### Records for this task

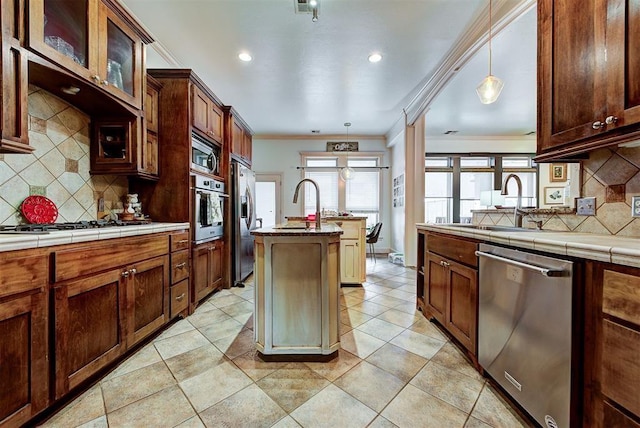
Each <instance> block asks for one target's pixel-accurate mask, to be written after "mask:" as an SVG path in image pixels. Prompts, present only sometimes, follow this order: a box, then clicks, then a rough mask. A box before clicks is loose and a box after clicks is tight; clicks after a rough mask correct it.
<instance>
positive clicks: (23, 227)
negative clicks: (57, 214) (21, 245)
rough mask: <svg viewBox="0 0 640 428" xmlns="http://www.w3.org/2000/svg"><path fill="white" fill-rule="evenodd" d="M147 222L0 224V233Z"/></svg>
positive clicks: (52, 229)
mask: <svg viewBox="0 0 640 428" xmlns="http://www.w3.org/2000/svg"><path fill="white" fill-rule="evenodd" d="M149 223H151V222H150V221H147V220H91V221H79V222H75V223H53V224H18V225H7V226H4V225H0V233H46V232H55V231H59V230H77V229H97V228H102V227H113V226H138V225H141V224H149Z"/></svg>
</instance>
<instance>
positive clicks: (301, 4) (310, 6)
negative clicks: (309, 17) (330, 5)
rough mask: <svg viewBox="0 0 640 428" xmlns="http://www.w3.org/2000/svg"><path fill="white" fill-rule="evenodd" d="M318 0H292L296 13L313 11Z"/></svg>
mask: <svg viewBox="0 0 640 428" xmlns="http://www.w3.org/2000/svg"><path fill="white" fill-rule="evenodd" d="M317 1H318V0H315V5H313V4H312V3H314V0H293V6H294V8H295V11H296V13H313V9H315V8H317V7H318V3H317Z"/></svg>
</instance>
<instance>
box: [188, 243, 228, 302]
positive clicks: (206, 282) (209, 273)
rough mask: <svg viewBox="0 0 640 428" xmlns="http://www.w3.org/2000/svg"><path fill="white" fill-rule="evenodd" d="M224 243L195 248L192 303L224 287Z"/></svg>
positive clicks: (193, 251)
mask: <svg viewBox="0 0 640 428" xmlns="http://www.w3.org/2000/svg"><path fill="white" fill-rule="evenodd" d="M223 255H224V242H223V241H222V240H215V241H210V242H205V243H203V244H199V245H195V246H194V247H193V257H192V259H193V274H192V275H191V278H192V281H193V294H192V303H193V305H194V306H195V305H197V304H198V302H200V300H202V299H203V298H205V297H206V296H208V295H209V294H211V293H212V292H213V291H215V290H217V289H219V288H221V287H222V285H223V280H222V279H223Z"/></svg>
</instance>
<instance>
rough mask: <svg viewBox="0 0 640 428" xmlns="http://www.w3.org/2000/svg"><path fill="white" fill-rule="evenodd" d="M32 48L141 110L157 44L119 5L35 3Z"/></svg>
mask: <svg viewBox="0 0 640 428" xmlns="http://www.w3.org/2000/svg"><path fill="white" fill-rule="evenodd" d="M28 16H29V19H28V23H29V26H28V38H27V39H28V43H29V48H31V49H32V50H34V51H35V52H37V53H38V54H40V55H42V56H43V57H45V58H47V59H48V60H50V61H52V62H53V63H55V64H58V65H59V66H61V67H63V68H64V69H66V70H69V71H71V72H72V73H74V74H75V75H77V76H79V77H81V78H82V79H84V80H85V81H88V82H92V84H93V85H95V86H96V87H98V88H100V89H101V90H103V91H106V92H107V93H109V94H111V95H113V96H114V97H116V98H118V99H120V100H122V101H124V102H126V103H127V104H129V105H131V106H133V107H134V108H136V109H142V104H143V98H144V80H143V79H144V54H145V52H144V49H145V47H144V45H145V44H146V43H151V42H152V41H153V40H152V39H151V37H150V36H149V35H148V33H147V32H146V31H145V30H144V29H143V28H142V27H141V26H140V25H139V24H138V23H137V22H136V20H135V19H134V18H133V17H132V16H131V15H130V14H129V13H128V12H127V11H126V10H125V9H124V8H123V7H122V6H120V4H119V3H118V2H117V1H115V0H85V1H82V0H79V1H64V2H63V1H58V0H31V1H30V2H29V7H28Z"/></svg>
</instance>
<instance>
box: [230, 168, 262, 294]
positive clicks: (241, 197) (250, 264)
mask: <svg viewBox="0 0 640 428" xmlns="http://www.w3.org/2000/svg"><path fill="white" fill-rule="evenodd" d="M231 185H232V187H233V189H232V192H233V194H232V195H233V198H232V217H233V218H232V223H231V227H232V229H231V245H232V247H231V251H232V261H231V262H232V264H233V270H232V278H231V280H232V284H233V285H242V282H243V281H244V280H245V279H246V278H247V276H249V275H250V274H251V273H252V272H253V261H254V257H253V241H254V238H253V235H251V233H250V232H251V231H252V230H253V229H255V228H256V209H255V197H254V195H255V189H256V176H255V173H254V172H253V171H251V170H250V169H249V168H247V167H246V166H244V165H242V164H240V163H238V162H236V161H232V162H231Z"/></svg>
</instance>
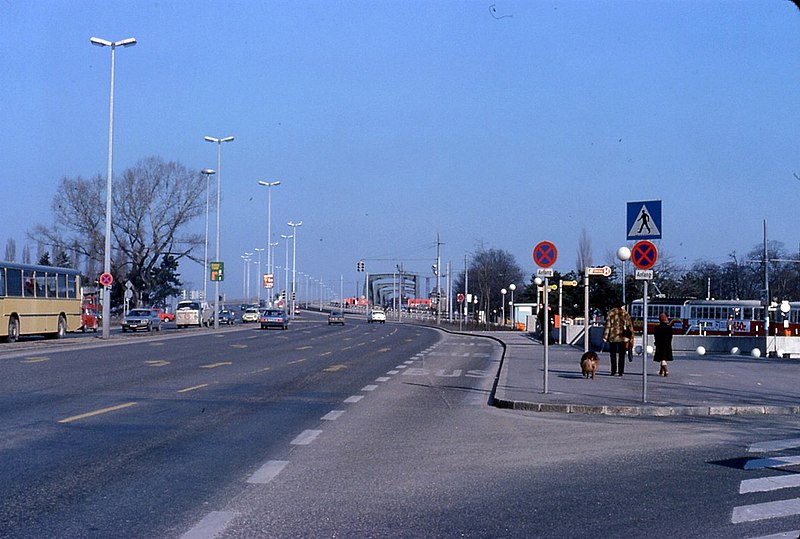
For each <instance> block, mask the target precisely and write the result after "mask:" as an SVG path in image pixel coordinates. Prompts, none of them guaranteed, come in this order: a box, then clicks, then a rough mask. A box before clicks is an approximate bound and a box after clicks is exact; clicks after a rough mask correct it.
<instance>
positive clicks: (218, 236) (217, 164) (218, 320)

######

**Assignment**.
Scan the data above for the string "negative". Copy every line in which it appears.

**Problem solution**.
negative clicks: (57, 214) (21, 245)
negative clicks: (309, 17) (330, 5)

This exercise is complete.